## Série d'exercices
**a)** Recopiez fidèlement le passage du texte sur les manifestations en Iran, en commençant à « Un régime politique » et en terminant à « droits de l’Homme. ».
**b)** Relevez, dans le texte sur les manifestations en Iran, chacun des domaines cités comme réservés au guide suprême.

## Texte à lire
Le bilan s’alourdit de jour en jour en Iran où près de 95 personnes ont été tuées dans les manifestations qui ébranlent le pays depuis maintenant deux semaines. Tout a commencé le 16 septembre dernier suite au décès de Masha Amini, arrêtée par la police des mœurs pour avoir mal porté son voile ; obligatoire dans cette République islamique. Depuis, les vagues de contestations menacent le gouvernement religieux en place et le monde entier garde les yeux rivés sur le devenir de ce mouvement social qui prend une ampleur aux allures de révolution. Si le courage de toutes les femmes qui descendent dans la rue et luttent pour leurs droits est un signe majeur de l’intense volonté d’émancipation, les aspirations sont plus profondes et visent en réalité le renversement du régime et de ses coutumes archaïques. Alors, combat contre le voile ou contre le régime ? On fait le point.
Un régime politique autoritaire et archaïque depuis 1979
Officiellement, l’Iran est une République islamique mélangeant des institutions autoritaires basées sur des principes religieux et des éléments républicains. Les citoyens sont appelés à voter pour élire leur président mais cela ne veut pas dire qu’il s’agit d’une démocratie pour autant. En réalité, il n’y a qu’un seul chef d’État appelé « guide suprême », l’ayatollah Ali Khamenei, et ce depuis 1989. C’est lui le personnage incontournable du régime et de nombreux domaines lui sont réservés : contrôle de l’armée, de la police, de la télévision, de la radio… Toutes les lois sont toujours tirées d’une seule source : la religion. L’Iran est donc la définition même d’une théocratie, un régime peu enclin à l’émergence des droits de l’Homme.
Pourquoi la mort de Masha a-t-elle fait tant réagir ?
Arrêtée par la police des mœurs car son voile ne couvrait pas assez sa chevelure, Masha Amini est « mystérieusement » tombée dans le coma puis décédée trois jours plus tard à l’hôpital. Son cas n’est hélas pas isolé. Depuis la fin de la révolution iranienne de 1979, cette police chargée de faire respecter un « code de bonnes mœurs » arrête, tabasse et tue des dizaines de femmes chaque année.

## Enregistrements conservés

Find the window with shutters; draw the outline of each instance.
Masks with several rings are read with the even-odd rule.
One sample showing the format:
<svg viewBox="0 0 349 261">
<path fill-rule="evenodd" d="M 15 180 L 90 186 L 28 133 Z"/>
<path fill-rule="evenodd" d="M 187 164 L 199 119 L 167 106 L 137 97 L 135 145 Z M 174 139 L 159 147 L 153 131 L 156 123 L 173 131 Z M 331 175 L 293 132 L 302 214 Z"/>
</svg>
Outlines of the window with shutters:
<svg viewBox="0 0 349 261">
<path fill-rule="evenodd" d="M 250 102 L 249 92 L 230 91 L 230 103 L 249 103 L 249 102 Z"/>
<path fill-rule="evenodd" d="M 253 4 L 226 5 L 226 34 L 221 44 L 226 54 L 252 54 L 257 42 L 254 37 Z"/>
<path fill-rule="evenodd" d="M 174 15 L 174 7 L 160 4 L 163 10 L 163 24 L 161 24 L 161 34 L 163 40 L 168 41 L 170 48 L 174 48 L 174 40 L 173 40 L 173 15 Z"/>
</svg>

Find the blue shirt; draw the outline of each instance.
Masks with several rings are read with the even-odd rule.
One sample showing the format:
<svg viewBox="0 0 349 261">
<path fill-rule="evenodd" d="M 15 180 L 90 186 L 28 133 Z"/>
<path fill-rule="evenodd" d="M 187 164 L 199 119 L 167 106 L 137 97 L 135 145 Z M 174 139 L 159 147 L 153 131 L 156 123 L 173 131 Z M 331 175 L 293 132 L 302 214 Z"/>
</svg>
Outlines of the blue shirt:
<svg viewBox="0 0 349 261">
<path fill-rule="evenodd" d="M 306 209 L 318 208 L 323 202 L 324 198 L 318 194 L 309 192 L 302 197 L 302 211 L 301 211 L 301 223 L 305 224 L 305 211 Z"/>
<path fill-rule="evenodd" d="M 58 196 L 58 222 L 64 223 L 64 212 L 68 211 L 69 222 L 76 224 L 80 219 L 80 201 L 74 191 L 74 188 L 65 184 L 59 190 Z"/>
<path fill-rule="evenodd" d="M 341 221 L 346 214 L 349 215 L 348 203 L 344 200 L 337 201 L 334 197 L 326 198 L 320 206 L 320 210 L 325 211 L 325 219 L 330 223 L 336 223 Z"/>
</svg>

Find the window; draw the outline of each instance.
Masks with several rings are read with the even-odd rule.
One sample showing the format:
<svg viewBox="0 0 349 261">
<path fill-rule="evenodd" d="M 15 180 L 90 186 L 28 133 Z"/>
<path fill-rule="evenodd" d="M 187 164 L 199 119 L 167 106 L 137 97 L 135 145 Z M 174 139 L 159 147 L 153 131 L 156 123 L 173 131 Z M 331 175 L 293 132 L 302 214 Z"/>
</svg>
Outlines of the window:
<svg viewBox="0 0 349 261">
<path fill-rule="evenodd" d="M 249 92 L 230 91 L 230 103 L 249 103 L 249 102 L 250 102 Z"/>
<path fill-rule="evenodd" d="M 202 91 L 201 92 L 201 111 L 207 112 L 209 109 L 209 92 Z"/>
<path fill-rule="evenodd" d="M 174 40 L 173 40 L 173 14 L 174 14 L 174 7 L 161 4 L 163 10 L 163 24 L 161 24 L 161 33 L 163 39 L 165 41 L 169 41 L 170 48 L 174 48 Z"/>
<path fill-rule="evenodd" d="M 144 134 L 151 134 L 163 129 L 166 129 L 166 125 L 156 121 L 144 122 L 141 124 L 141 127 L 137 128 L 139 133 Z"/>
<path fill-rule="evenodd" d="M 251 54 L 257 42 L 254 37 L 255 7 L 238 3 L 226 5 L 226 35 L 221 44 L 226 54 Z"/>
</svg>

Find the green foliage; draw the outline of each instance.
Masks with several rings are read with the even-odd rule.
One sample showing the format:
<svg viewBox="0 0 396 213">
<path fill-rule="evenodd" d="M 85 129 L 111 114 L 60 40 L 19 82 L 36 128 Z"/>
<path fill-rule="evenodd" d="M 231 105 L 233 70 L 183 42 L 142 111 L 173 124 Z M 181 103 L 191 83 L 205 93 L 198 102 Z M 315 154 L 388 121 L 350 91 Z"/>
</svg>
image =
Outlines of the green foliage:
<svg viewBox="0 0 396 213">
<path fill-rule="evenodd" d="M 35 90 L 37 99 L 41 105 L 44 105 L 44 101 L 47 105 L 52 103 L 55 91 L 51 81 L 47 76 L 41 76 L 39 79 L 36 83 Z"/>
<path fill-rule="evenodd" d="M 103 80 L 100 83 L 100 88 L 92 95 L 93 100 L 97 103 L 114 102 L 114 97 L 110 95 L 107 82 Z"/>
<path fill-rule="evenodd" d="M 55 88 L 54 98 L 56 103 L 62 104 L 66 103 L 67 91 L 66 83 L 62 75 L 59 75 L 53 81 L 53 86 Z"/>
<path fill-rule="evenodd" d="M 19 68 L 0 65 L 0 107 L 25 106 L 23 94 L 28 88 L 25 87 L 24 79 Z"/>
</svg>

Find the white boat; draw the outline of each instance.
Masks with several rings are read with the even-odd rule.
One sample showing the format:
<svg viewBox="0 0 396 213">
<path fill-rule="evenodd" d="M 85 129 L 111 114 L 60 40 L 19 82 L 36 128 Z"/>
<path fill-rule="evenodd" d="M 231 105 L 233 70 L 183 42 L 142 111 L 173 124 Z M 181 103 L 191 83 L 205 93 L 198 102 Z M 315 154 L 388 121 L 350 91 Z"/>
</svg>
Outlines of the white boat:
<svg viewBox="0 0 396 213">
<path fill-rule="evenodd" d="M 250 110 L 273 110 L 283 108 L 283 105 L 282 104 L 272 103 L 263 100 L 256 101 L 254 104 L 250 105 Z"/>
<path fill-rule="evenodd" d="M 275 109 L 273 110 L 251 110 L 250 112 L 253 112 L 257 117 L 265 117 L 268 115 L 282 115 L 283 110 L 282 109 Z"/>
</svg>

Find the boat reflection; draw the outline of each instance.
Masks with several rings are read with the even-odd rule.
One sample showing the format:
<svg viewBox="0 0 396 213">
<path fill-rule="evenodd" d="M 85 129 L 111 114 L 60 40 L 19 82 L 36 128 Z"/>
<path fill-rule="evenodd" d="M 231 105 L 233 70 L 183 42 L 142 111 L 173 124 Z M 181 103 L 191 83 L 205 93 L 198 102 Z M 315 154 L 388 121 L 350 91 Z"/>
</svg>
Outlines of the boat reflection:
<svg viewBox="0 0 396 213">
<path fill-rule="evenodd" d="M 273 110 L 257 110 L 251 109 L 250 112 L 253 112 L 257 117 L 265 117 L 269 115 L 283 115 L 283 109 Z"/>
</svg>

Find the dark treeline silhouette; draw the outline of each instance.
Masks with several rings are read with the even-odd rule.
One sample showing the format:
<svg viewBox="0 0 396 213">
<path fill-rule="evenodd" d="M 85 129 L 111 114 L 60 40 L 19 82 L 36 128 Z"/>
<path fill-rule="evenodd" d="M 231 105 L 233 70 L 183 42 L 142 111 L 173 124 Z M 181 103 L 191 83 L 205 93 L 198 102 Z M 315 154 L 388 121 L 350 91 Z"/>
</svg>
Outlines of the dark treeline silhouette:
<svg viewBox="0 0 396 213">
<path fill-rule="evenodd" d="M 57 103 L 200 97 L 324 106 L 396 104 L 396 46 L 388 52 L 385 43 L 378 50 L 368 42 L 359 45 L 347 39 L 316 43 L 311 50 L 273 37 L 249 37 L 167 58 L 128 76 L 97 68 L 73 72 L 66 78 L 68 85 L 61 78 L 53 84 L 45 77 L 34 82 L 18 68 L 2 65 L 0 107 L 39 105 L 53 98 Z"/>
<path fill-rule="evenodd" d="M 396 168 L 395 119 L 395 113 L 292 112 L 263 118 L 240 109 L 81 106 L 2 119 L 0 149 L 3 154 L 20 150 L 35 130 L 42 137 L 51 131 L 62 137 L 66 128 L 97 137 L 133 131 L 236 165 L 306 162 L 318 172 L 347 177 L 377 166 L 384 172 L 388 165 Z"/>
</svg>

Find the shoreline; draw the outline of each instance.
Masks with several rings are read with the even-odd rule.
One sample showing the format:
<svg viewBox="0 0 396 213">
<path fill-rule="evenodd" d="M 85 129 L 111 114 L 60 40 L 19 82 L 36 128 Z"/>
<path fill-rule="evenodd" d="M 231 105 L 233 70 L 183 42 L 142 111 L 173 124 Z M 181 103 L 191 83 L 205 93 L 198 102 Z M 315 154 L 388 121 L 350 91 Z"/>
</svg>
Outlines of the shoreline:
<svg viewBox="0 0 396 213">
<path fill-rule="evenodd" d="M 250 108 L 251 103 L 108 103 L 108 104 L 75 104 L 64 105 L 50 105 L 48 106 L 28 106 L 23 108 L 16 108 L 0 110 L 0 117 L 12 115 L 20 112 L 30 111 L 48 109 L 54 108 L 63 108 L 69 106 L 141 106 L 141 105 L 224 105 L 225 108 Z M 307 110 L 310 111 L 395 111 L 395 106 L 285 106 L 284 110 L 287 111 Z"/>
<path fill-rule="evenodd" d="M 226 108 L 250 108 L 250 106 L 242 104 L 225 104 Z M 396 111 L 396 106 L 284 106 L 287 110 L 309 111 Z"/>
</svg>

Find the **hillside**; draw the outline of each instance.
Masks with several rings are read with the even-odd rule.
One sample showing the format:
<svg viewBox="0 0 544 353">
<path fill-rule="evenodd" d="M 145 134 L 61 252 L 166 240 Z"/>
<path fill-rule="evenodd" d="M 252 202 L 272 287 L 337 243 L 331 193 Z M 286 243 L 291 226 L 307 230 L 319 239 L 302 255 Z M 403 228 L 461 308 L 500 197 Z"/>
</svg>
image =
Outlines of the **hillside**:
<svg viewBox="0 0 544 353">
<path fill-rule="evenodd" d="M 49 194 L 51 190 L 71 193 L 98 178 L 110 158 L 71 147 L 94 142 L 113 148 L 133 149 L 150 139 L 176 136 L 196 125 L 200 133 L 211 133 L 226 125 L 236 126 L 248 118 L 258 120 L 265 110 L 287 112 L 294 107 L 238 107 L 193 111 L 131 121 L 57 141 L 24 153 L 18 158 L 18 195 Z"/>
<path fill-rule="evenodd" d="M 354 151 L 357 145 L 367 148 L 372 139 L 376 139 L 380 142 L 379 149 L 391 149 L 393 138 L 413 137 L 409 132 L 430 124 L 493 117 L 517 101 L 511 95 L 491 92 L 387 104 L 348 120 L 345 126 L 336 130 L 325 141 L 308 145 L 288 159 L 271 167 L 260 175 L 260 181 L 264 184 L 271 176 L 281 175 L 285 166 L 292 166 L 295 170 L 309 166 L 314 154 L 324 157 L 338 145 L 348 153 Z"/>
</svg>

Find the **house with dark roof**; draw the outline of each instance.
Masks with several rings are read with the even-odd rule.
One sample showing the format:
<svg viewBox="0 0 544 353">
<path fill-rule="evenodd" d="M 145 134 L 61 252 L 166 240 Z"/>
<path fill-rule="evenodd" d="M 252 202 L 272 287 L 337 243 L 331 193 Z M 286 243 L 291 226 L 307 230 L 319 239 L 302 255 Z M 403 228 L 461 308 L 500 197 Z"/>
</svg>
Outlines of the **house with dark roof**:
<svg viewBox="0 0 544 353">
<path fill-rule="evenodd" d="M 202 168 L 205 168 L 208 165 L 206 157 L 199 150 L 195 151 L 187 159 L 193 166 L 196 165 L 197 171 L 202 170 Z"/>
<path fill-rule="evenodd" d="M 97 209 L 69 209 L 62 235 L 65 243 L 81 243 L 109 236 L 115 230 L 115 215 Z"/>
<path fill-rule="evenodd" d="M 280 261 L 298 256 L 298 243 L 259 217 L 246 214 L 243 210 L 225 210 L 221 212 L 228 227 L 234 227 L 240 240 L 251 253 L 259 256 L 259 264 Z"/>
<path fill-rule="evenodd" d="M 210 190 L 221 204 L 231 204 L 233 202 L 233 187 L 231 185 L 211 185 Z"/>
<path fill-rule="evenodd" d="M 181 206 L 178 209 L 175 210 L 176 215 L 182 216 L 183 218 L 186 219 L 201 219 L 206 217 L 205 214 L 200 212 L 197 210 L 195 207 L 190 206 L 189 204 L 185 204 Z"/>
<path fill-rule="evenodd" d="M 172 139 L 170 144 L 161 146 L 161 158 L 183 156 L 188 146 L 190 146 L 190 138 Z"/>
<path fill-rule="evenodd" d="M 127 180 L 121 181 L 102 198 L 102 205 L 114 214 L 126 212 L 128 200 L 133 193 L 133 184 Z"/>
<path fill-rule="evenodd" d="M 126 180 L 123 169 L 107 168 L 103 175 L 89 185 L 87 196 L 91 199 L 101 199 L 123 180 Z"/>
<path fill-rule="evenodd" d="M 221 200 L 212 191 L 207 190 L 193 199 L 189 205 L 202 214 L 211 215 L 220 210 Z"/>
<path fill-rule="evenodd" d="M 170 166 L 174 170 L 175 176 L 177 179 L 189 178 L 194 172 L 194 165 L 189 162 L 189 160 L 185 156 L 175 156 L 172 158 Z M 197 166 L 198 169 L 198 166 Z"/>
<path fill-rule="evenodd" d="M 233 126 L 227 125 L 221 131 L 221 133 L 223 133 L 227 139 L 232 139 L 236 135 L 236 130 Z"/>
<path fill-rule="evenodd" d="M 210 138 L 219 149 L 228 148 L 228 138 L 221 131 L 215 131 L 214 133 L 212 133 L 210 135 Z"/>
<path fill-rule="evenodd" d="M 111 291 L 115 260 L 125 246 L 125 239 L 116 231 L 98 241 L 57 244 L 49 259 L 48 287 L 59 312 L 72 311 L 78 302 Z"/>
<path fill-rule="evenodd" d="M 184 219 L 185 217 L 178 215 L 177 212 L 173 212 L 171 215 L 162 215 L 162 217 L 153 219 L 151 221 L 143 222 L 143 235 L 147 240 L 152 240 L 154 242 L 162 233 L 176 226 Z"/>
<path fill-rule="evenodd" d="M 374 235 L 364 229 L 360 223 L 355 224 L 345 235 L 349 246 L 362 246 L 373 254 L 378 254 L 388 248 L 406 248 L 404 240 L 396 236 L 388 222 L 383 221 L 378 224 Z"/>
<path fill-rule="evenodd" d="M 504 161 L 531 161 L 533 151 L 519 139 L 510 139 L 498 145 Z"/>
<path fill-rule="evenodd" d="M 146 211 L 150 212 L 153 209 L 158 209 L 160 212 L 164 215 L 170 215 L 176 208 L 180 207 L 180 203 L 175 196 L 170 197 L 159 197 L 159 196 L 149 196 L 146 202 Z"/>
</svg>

## Corrigé par exercice
**a)**
Un régime politique autoritaire et archaïque depuis 1979
Officiellement, l’Iran est une République islamique mélangeant des institutions autoritaires basées sur des principes religieux et des éléments républicains. Les citoyens sont appelés à voter pour élire leur président mais cela ne veut pas dire qu’il s’agit d’une démocratie pour autant. En réalité, il n’y a qu’un seul chef d’État appelé « guide suprême », l’ayatollah Ali Khamenei, et ce depuis 1989. C’est lui le personnage incontournable du régime et de nombreux domaines lui sont réservés : contrôle de l’armée, de la police, de la télévision, de la radio… Toutes les lois sont toujours tirées d’une seule source : la religion. L’Iran est donc la définition même d’une théocratie, un régime peu enclin à l’émergence des droits de l’Homme.

**b)** Le contrôle de l'armée, de la police, de la télévision et de la radio.